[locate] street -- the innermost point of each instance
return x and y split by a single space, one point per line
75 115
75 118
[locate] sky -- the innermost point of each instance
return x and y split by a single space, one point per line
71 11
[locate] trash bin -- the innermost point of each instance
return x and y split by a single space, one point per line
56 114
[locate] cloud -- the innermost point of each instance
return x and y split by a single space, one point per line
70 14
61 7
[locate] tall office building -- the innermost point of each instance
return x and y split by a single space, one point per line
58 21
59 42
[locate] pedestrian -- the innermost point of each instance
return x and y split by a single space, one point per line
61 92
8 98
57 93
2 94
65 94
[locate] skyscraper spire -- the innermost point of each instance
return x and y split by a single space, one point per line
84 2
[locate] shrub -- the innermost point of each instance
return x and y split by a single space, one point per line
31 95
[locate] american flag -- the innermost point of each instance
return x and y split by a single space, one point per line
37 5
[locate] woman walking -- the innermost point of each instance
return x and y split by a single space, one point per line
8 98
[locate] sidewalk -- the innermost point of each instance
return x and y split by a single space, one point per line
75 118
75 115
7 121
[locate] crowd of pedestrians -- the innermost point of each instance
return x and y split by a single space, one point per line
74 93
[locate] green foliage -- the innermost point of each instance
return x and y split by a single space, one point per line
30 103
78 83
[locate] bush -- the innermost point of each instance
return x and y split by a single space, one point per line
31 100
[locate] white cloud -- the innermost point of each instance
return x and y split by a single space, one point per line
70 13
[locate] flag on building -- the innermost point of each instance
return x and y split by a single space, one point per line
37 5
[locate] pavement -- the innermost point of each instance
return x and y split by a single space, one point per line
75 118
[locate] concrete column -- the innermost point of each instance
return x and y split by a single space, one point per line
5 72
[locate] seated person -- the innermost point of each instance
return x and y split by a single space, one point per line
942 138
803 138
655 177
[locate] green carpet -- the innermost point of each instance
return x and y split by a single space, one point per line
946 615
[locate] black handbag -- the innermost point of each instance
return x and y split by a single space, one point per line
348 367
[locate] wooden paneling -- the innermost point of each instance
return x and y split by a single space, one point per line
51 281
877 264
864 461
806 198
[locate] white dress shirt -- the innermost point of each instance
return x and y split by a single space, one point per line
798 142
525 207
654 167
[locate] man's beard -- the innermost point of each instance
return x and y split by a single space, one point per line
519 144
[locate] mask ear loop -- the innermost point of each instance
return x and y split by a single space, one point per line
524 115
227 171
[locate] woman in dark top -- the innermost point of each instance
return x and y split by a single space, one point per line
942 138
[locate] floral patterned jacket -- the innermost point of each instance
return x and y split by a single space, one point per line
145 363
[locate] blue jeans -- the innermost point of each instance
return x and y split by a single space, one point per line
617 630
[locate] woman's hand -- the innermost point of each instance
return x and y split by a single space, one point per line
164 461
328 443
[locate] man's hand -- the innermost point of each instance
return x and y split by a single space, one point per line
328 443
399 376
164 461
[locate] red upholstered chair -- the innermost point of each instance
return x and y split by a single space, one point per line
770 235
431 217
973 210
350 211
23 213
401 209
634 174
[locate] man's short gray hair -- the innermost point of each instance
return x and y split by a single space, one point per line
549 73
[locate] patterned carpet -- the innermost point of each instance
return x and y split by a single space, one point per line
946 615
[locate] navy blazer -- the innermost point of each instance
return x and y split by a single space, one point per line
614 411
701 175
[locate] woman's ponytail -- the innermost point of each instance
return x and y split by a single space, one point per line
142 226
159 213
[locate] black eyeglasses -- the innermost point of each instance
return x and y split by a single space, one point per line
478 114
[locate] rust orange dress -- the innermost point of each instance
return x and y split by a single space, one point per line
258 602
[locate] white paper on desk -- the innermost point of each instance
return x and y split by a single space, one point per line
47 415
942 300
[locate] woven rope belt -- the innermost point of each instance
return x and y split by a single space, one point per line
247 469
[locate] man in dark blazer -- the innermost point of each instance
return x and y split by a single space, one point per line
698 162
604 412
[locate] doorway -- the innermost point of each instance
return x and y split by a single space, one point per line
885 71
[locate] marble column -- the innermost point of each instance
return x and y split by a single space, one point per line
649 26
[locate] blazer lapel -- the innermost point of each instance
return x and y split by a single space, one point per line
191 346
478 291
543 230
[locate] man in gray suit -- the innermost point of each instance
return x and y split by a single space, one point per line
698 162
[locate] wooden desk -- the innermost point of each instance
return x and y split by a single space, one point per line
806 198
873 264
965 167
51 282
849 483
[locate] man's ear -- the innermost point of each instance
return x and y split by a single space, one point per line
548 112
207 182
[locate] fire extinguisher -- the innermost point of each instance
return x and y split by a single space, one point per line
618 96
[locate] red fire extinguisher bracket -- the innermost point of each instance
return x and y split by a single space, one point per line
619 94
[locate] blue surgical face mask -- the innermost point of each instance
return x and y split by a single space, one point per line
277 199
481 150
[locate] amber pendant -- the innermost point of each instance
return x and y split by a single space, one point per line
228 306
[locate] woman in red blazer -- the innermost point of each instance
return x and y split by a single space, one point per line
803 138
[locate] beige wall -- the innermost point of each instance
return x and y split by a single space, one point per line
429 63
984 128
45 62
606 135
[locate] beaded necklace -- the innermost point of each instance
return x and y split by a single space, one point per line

TASK TO CARRY OUT: Please reproduce all of the entries exactly as they stand.

TASK ANSWER:
[locate] street -- the innermost point of each instance
return x and y split by a single space, one point per line
75 115
75 118
[locate] sky -- the innermost point of each instance
return x and y split by a single space, one point per line
71 11
[locate] trash bin -- the innermost point of each instance
return x and y split by a single space, one point per line
56 114
[locate] cloud -- the innermost point of each instance
return x and y split by a single space, one point per line
70 14
61 7
[locate] tall office building -- the innermost point of each instance
return x and y split by a single space, one point per line
58 21
59 42
[locate] pedestrian -- the innermost point of each instance
return x and y split by a single space, one point per line
61 92
8 98
57 93
2 94
65 94
[locate] skyscraper spire -- the innermost point of each instance
return x and y split by a single space, one point per line
84 2
[locate] shrub -- the innermost point of each instance
return x and y split by a single space, one point per line
31 95
[locate] american flag -- the innermost point of each instance
return x and y split by a single space, one point per line
37 5
[locate] woman walking -- the innermost point of each instance
return x and y split by a single space, one point per line
8 98
[locate] sidewalk -- the innermost point of each instance
return x and y split by a single space, one point per line
75 118
75 115
7 121
[locate] crowd of pedestrians -- the innermost point of each instance
return x and y split by a single space, one point per line
74 93
[locate] green foliage -- the innermost point of each instance
return x and y split by a single space, one point per line
30 103
78 83
[locate] bush -- the innermost point of each instance
return x and y split by a single space, one point per line
31 100
[locate] white cloud -- the innermost point of each instance
return x and y split by a single space, one point per line
70 13
[locate] flag on building -- the innermost point of each instance
return x and y split by a single space, one point per line
37 5
[locate] pavement -- the innermost point of each instance
return x and y split by a single space, one point per line
75 118
[locate] concrete column -- the innermost point of each instance
return x and y split by a single space, one point per line
5 72
[locate] seated person -- the innermost point of each instance
return x and y split by a single space, one point per line
942 138
803 138
655 177
[locate] green carpet -- the innermost point of each instance
return x and y split by a single space, one point per line
946 615
[locate] black handbag -- the innermost point of each instance
return x and y split by a single space, one point per line
348 367
[locate] wooden paneling -- the innermost point of each instance
return x and y split by a single space, one point per line
51 281
877 264
864 461
806 198
[locate] white dress shirt -- the innermost point of each instance
return x and y split by a single space, one point per line
798 142
525 207
654 167
[locate] man's beard -- the innermost point of each instance
return x and y split by a single space, one point per line
519 144
[locate] mask ear loop -- the innermost point of each instance
return x and y split by a single space, one point per line
524 115
227 171
[locate] woman in dark top -- the innermost point of each instance
return x and y split by a single space, one point per line
942 138
[locate] floral patterned jacket -- the innermost point of each instance
return x and y split by a single space, one point per line
145 363
[locate] blue jeans -- the innermost point of each instance
return x and y split by a single space, one point per line
617 630
[locate] woman's hand -- the innermost point of each instance
return x and y split by a single space, one point per line
164 461
328 443
[locate] man's hand -- the innermost point of each instance
return x and y split by a single space, one point per line
328 443
399 376
164 461
[locate] red upholstered chair -- the innermost point of each instance
return x and y split by a single space, one point per line
770 235
431 217
973 210
350 211
23 213
401 209
634 174
[locate] man's short gray hair -- the innermost point of each instance
return x and y split by a single space, one point per line
549 73
[locate] patterned carpet -- the innermost point of each instance
return x and y split by a single space, one point per line
946 615
[locate] navy blazer -- the innermost point of each instance
return x and y split by a single space, one point per line
614 411
701 175
[locate] woman's ponytail -- the innermost point of each instance
return x and y split by a single space, one point per line
142 226
159 213
[locate] black eyeglasses -- the innermost point of each instance
return x and y split by a single space, one point per line
478 114
[locate] rust orange dress -- the innermost point of each instance
return x and y split by a single space, one point per line
258 602
[locate] white paper on desk -- the innermost point of each instance
return x and y split by a single space, one point per line
47 415
942 300
[locate] woven rope belt -- the innermost point of each instance
return x and y split by a single space, one point per line
247 469
[locate] man in dark blazer -- the innermost point of each instance
return x and y split by a single space, one point per line
698 162
604 412
[locate] doorway -- the innermost point of each instance
return x and y split by a single space, one point per line
885 71
[locate] marble column -- the innermost point of each instance
return x and y split by a single space, one point per line
649 26
[locate] blazer lapel -- the innermost point of each instance
return x and y split by a single space, one point per line
191 346
478 291
543 230
[locate] man in gray suit -- the innermost point of each instance
return x and y split by a single space, one point per line
698 162
[locate] wooden desk -- the innermost point of each instance
return x and y split by a single space, one point per line
806 198
873 264
965 167
51 282
849 483
[locate] man's ear -- the innermost point of each instance
return x and y split by a single space, one point per line
548 112
207 182
[locate] fire extinguisher -- the innermost point of each instance
return x and y split by a single space, one point per line
618 96
[locate] red fire extinguisher bracket -- the innermost point of each instance
return x and y split by a single space, one point per line
619 94
[locate] blue surgical face mask -- the innermost point of each instance
return x and y split by a single space, one point per line
277 199
481 150
[locate] amber pendant -- the innermost point of each instance
return x and y split by a single space, one point per line
228 306
[locate] woman in red blazer -- the innermost point of each instance
return x and y split by a single space, one point per line
803 138
[locate] beige wall -- the innermost point of each instance
return x and y split by a single space, one point per line
429 63
984 128
45 62
606 135
[locate] beaded necklace -- the innermost point of each instance
return x and y split by a single space, one point per line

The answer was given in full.